# Given instruction a
Decide whether each statement below agrees with the text that follows. For each, answer yes or no and quote the deciding words of the text exactly: (i) In the Aldous Huxley quotation, nothing changes from age to age. (ii) The Importance of Being Earnest was to rehearse on the stage of the Theatre Royal Windsor the day after the Sunday described. (iii) The writer succeeded in making the Sunday creative.

# Provided text
-- START --
Self-portrait

Self-portrait

18 June 2012

THE WEIGHT AND LIGHTNESS OF HISTORY

The past is the beginning of the beginning and all that is and has been is but the twilight of the dawn. 
H. G. Wells

The charm of history and its enigmatic lesson consist in the fact that, from age to age, nothing changes and yet everything is completely different.
Aldous Huxley

I have been thinking globally recently, of the splendour of Greece (Ancient of course), of the Common Man’s life under the Roman Empire, but yesterday we did our final rehearsal-room work and tomorrow The Importance of Being Earnest rehearses on the stage of the Theatre Royal Windsor. I failed to make this precious, fitfully sunny Sunday creative, or even recreative, and certainly it was not global: chores mainly, though I managed three acts of charity.
-- END --
# Given instruction b
Extract every line of the rows below that contains the word "Where". Case counts.

# Records to use
-- START --
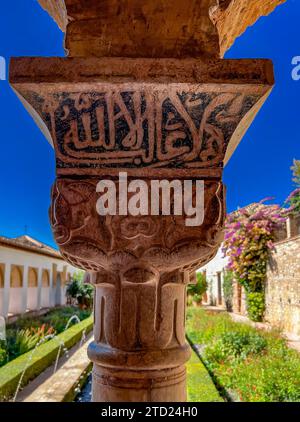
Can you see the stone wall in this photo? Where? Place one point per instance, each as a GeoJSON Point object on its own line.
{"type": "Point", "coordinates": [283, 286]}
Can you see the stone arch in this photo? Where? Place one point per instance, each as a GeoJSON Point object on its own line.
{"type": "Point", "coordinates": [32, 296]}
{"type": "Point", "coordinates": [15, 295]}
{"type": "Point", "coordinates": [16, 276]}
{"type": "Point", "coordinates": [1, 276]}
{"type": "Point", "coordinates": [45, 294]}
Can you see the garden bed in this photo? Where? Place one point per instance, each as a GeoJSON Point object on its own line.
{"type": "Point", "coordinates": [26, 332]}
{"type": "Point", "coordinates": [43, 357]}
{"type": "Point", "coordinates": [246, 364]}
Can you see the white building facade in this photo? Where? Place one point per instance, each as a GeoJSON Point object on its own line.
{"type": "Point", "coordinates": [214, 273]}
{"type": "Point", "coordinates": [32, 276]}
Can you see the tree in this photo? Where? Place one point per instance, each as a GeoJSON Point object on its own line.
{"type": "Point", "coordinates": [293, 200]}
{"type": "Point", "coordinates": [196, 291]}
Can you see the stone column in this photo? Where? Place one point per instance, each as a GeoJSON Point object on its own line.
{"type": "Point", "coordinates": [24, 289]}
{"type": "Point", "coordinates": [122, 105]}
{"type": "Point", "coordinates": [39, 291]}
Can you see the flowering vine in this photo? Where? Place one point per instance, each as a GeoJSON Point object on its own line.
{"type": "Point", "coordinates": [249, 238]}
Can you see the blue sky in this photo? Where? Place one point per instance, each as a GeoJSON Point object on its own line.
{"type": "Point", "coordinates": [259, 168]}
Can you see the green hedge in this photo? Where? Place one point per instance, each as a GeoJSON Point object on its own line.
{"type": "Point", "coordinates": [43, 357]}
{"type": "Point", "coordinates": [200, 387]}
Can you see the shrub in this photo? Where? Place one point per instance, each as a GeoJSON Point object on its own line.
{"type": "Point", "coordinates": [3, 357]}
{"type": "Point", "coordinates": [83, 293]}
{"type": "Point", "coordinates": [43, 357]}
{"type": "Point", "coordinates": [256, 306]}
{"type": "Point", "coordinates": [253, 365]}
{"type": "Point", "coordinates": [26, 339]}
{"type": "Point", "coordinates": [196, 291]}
-- END --
-- START --
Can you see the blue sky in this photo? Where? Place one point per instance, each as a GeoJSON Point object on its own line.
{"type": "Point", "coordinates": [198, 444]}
-- END --
# Exercise output a
(i) Yes: "from age to age, nothing changes and yet everything is completely different."
(ii) Yes: "tomorrow The Importance of Being Earnest rehearses on the stage of the Theatre Royal Windsor."
(iii) No: "I failed to make this precious, fitfully sunny Sunday creative, or even recreative."

# Exercise output b
Can you see the stone wall in this photo? Where? Place one point per instance, each as a GeoJSON Point object on its own line.
Can you see the stone arch in this photo? Where? Place one point per instance, each as a GeoJSON Point object on its own line.
Can you see the garden bed in this photo? Where? Place one point per instance, each as a GeoJSON Point object on its own line.
Can you see the white building facade in this photo? Where? Place one point per instance, each as a GeoJSON Point object on its own line.
Can you see the tree in this photo? Where? Place one point per instance, each as a GeoJSON Point object on its own line.
Can you see the stone column in this photo? Where? Place one point per instance, each as a GeoJSON Point object on its own line.
Can you see the flowering vine in this photo? Where? Place one point per instance, each as a GeoJSON Point object on its own line.
Can you see the blue sky in this photo? Where? Place one point per instance, each as a GeoJSON Point object on its own line.
Can you see the green hedge in this photo? Where? Place one point per instance, each as a GeoJSON Point object on its own line.
Can you see the shrub in this photo? Where? Place one point per instance, each as a GeoJSON Point object on its own line.
Can you see the blue sky in this photo? Where? Place one point per instance, each as a GeoJSON Point object on its own line.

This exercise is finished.